Testata: Il Sole 24 Ore
Data: 08 ottobre 2010
Pagina: 14
Autore: Ugo Tramballi
Titolo: «Stallo sulle colonie, negoziati di pace a rischio fallimento»

Riportiamo dal SOLE 24 ORE di oggi, 108/10/2010, a pag. 14, l'articolo di Ugo Tramballi dal titolo " Stallo sulle colonie, negoziati di pace a rischio fallimento".


Abu Mazen come Yasser Arafat

I negoziati visti da Ugo Tramballi : " i palestinesi stanno chiaramente con i democratici. Se Barack Obama uscirà indebolito, la partita sulla moratoria delle colonie la vincono gli israeliani; se ne sarà rafforzato, i palestinesi possono davvero sognare uno stato fra un anno, come promesso dal presidente americano. ". Un' 'analisi' che mira a incolpare Israele del possibile fallimento dei negoziati. Contrariamente a quanto crede Tramballi, gli arabi non sognano nessuno Stato palestinese. Se fosse così, l'avrebbero da parecchi anni.
Ciò che interessa all'Anp è affondare Israele. Tutti i negoziati sono falliti, in passato, grazie ai secchi rifiuti della controparte araba.
A Tramballi che vede solo buone intenzioni nell'Anp, consigliamo la lettura della Cartolina da Eurabia di Ugo Volli del 07/10/2010 dal titolo " Ecco i palestinesi  buoni con cui bisognerebbe fare la pace ", con le dichiarazioni di Abu Mazen e Saeb Erekat sui negoziati e Israele. Sarà per lui illuminante e gli permetterà di comprendere che non è Israele a remare contro i negoziati.
Ecco l'articolo:

Lo strano caso degli insediamenti e del loro congelamento potrebbe essere risolto oggi. Ma potrebbe anche non esserlo. Oggi la Lega Araba si riunisce in Libia, ascolta il resoconto di Abu Mazen e insieme a lui decide se rinunciare al dialogo di pace con Israele se Israele non prolunga la moratoria sulle colonie nei territori occupati. Ma forse no.

Il fatto è che quella moratoria iniziata con molte falle dieci mesi fa si è temporalmente conclusa due settimane fa. Ma Bibi Netanyahu, il premier israeliano, da allora non ha fatto alcuna dichiarazione politica: non ha annunciato che i lavori riprendono né che accetta la richiesta americana di prolungare la moratoria per altri due mesi. Israele sembra molto più interessato a leggere i carteggi ora declassificati della guerra del Kippur, scoppiata 37 anni fa di questi giorni.

L'unica cosa certa è che i lavori nelle colonie sono ripresi, con o senza annuncio formale: 350 case iniziate in una settimana, come spiega con orgoglio Danny Dayan, il capo del movimento dei coloni, è una bella media. Nonostante questo, nessun arabo ha annunciato che la trattativa di pace è chiusa, come l'evidenza dei fatti dovrebbe già dimostrare. Ammonimenti, minacce ma nessuna presa di posizione formale. Ieri Yasser Abed Rabbo sosteneva che «non ci sarà mai un serio processo politico col governo Netanyahu». Abed Rabbo non è importante come Abu Mazen, anche se la sua dichiarazione potrebbe anticipare uno sbocco dell'impasse sulle colonie: il tentativo americano di far cadere il governo di destra in Israele sperando che ne succeda uno di centro-sinistra.
━━━
## [ESERCIZIO ASSEGNATO A]
Riproduci fedelmente il testo sui negoziati di pace, tutto ciò che va da "Abu Mazen come" fino a "della controparte araba.".
## [ESERCIZIO ASSEGNATO B]
Elenca tutte le persone nominate nel testo sui negoziati di pace dopo le parole "Ecco l'articolo:".
## [ESERCIZIO ASSEGNATO C]
Rispondi a queste domande sul testo sui negoziati di pace.
(i) In quale Paese si riunisce la Lega Araba?
(ii) Quante case sono state iniziate nelle colonie in una settimana?
(iii) Di quanto tempo gli americani chiedono di prolungare la moratoria?
I dati non hanno alcun rapporto con il testo.

## [BLOCCO DATI]
━━━
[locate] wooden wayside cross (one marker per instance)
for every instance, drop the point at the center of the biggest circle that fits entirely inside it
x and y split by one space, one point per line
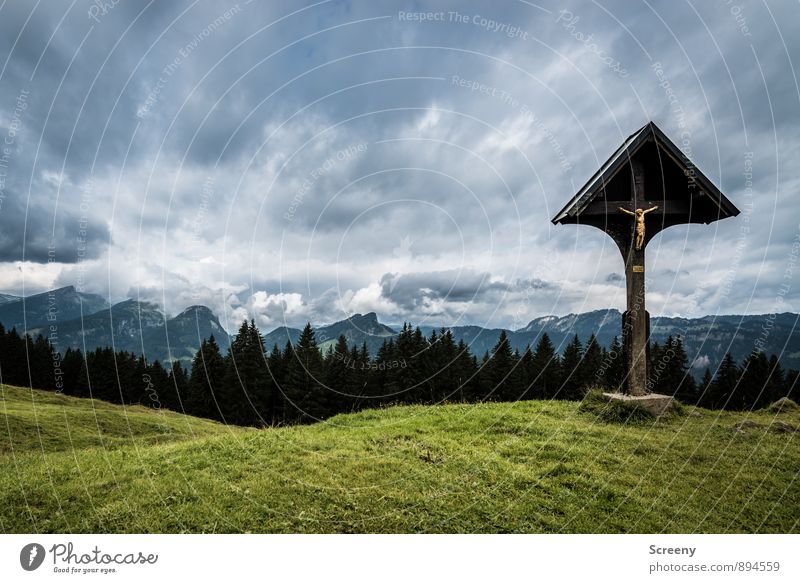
646 186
━━━
## [SOLUZIONE PROPOSTA A]
Abu Mazen come Yasser Arafat

I negoziati visti da Ugo Tramballi : " i palestinesi stanno chiaramente con i democratici. Se Barack Obama uscirà indebolito, la partita sulla moratoria delle colonie la vincono gli israeliani; se ne sarà rafforzato, i palestinesi possono davvero sognare uno stato fra un anno, come promesso dal presidente americano. ". Un' 'analisi' che mira a incolpare Israele del possibile fallimento dei negoziati. Contrariamente a quanto crede Tramballi, gli arabi non sognano nessuno Stato palestinese. Se fosse così, l'avrebbero da parecchi anni.
Ciò che interessa all'Anp è affondare Israele. Tutti i negoziati sono falliti, in passato, grazie ai secchi rifiuti della controparte araba.

## [SOLUZIONE PROPOSTA B]
Abu Mazen
Bibi Netanyahu
Danny Dayan
Yasser Abed Rabbo

## [SOLUZIONE PROPOSTA C]
(i) In Libia.
(ii) 350 case.
(iii) Di altri due mesi.